## Required work
Rewrite every one of the records below, putting "creature" wherever "animal" appears and leaving everything else untouched.

## Task inputs

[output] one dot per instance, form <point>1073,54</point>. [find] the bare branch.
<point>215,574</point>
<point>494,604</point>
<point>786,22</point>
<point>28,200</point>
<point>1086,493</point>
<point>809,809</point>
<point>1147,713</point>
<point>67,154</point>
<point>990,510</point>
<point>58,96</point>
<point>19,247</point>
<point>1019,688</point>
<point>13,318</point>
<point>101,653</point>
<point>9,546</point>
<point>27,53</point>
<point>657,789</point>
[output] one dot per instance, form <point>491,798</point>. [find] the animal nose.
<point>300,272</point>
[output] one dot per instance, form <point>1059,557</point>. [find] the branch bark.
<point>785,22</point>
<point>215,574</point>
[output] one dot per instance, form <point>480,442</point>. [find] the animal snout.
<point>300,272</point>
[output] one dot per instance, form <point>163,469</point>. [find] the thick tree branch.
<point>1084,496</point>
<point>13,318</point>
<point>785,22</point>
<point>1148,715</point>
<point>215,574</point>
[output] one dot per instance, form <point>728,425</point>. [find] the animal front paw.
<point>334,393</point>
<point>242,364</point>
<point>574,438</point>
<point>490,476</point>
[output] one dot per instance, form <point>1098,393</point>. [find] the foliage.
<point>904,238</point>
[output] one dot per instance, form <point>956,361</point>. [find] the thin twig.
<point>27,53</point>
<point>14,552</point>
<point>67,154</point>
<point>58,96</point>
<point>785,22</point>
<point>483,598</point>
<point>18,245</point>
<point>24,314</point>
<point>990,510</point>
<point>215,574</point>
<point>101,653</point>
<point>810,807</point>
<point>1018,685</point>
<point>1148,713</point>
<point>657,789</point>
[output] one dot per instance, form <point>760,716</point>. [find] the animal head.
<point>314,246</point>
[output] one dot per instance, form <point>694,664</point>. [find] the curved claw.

## Response to the exercise
[output] one dot per instance, form <point>1073,54</point>. [find] the bare branch.
<point>215,574</point>
<point>494,604</point>
<point>786,22</point>
<point>28,200</point>
<point>1086,493</point>
<point>809,809</point>
<point>1147,713</point>
<point>67,154</point>
<point>990,510</point>
<point>58,96</point>
<point>19,247</point>
<point>1019,688</point>
<point>13,318</point>
<point>101,653</point>
<point>9,546</point>
<point>27,53</point>
<point>657,789</point>
[output] one dot per instance, form <point>491,798</point>. [find] the creature nose.
<point>300,272</point>
[output] one dot per instance, form <point>1059,557</point>. [find] the branch bark.
<point>785,22</point>
<point>215,574</point>
[output] one dot per instance, form <point>480,442</point>. [find] the creature snout.
<point>300,272</point>
[output] one dot per instance, form <point>163,469</point>. [find] the thick tree branch.
<point>1084,496</point>
<point>13,318</point>
<point>785,22</point>
<point>1148,715</point>
<point>215,574</point>
[output] one dot per instance, form <point>728,425</point>. [find] the creature front paw.
<point>334,393</point>
<point>242,364</point>
<point>574,438</point>
<point>490,476</point>
[output] one dot per instance, form <point>1098,393</point>. [find] the foliage.
<point>904,238</point>
[output] one dot per instance, form <point>956,361</point>. [find] the thin twig.
<point>27,53</point>
<point>14,552</point>
<point>67,154</point>
<point>58,96</point>
<point>785,22</point>
<point>483,598</point>
<point>18,245</point>
<point>24,314</point>
<point>990,510</point>
<point>215,574</point>
<point>101,653</point>
<point>810,807</point>
<point>1018,685</point>
<point>1148,713</point>
<point>657,789</point>
[output] one dot per instance, form <point>760,716</point>. [find] the creature head.
<point>314,246</point>
[output] one dot per instance, form <point>694,664</point>. [find] the curved claw.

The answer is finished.